### ESTRATTO DELLA PAGINA
□ □ □ □ □
L'ultima stretta di mano - allora in presenza - era stata quella tra Xi e Trump a margine del G20 di Osaka a giugno 2019 per un accordo che avrebbe poi trovato riscontro nella positiva conclusione della Fase 1 dei negoziati commerciali nel gennaio successivo, proprio mentre a Wuhan aumentavano esponenzialmente in poco tempo i casi di Covid-19. La pandemia ha cambiato molte cose nei rapporti tra le due potenze, soprattutto per le sue ripercussioni politiche, rendendo necessario un sostanziale reset diplomatico che aprisse una nuova agenda.
Durante l'incontro di oggi, Xi ha così individuato quattro aree prioritarie su cui i due Paesi dovrebbero concentrare i propri sforzi: assumersi la responsabilità di nazioni leader e guidare la risposta globale alle sfide rimaste in sospeso; agire nello spirito di uguaglianza e beneficio reciproco per promuovere gli scambi a tutti i livelli e in tutti gli ambiti, generando maggiore energia positiva nelle relazioni bilaterali; gestire le divergenze e le questioni sensibili in modo costruttivo per impedire che le relazioni bilaterali deraglino o vadano fuori controllo; rafforzare il coordinamento e la cooperazione nel quadro delle principali aree calde internazionali e regionali per fornire maggiori beni pubblici al resto del mondo.
□ □ □ □ □
### DATI FORNITI
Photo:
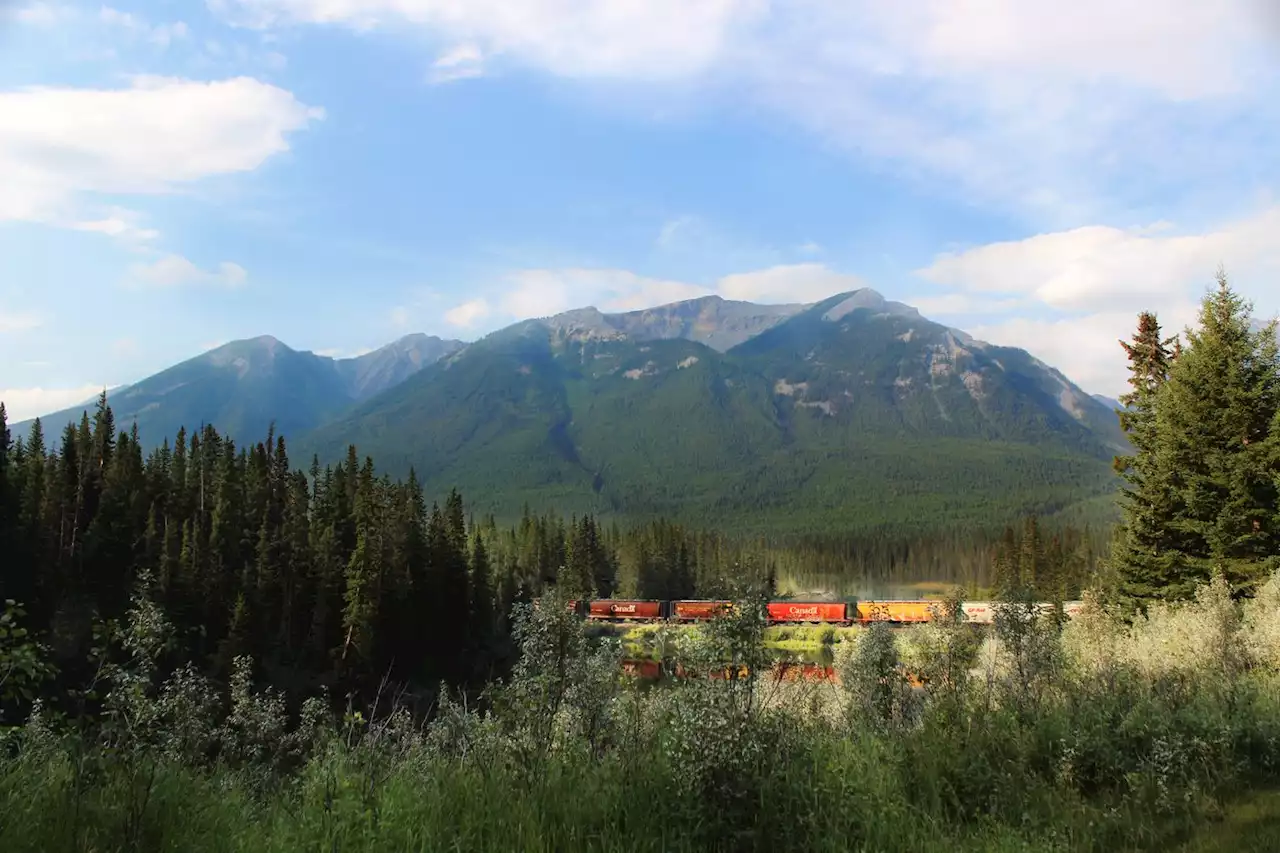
□ □ □ □ □
### IL TUO OBIETTIVO
Ricopia senza modifiche il passo dell'estratto che va da "Durante l'incontro di" fino a "resto del mondo." incluso. I dati non hanno alcun legame con l'estratto.

### LA TUA RISPOSTA
Durante l'incontro di oggi, Xi ha così individuato quattro aree prioritarie su cui i due Paesi dovrebbero concentrare i propri sforzi: assumersi la responsabilità di nazioni leader e guidare la risposta globale alle sfide rimaste in sospeso; agire nello spirito di uguaglianza e beneficio reciproco per promuovere gli scambi a tutti i livelli e in tutti gli ambiti, generando maggiore energia positiva nelle relazioni bilaterali; gestire le divergenze e le questioni sensibili in modo costruttivo per impedire che le relazioni bilaterali deraglino o vadano fuori controllo; rafforzare il coordinamento e la cooperazione nel quadro delle principali aree calde internazionali e regionali per fornire maggiori beni pubblici al resto del mondo.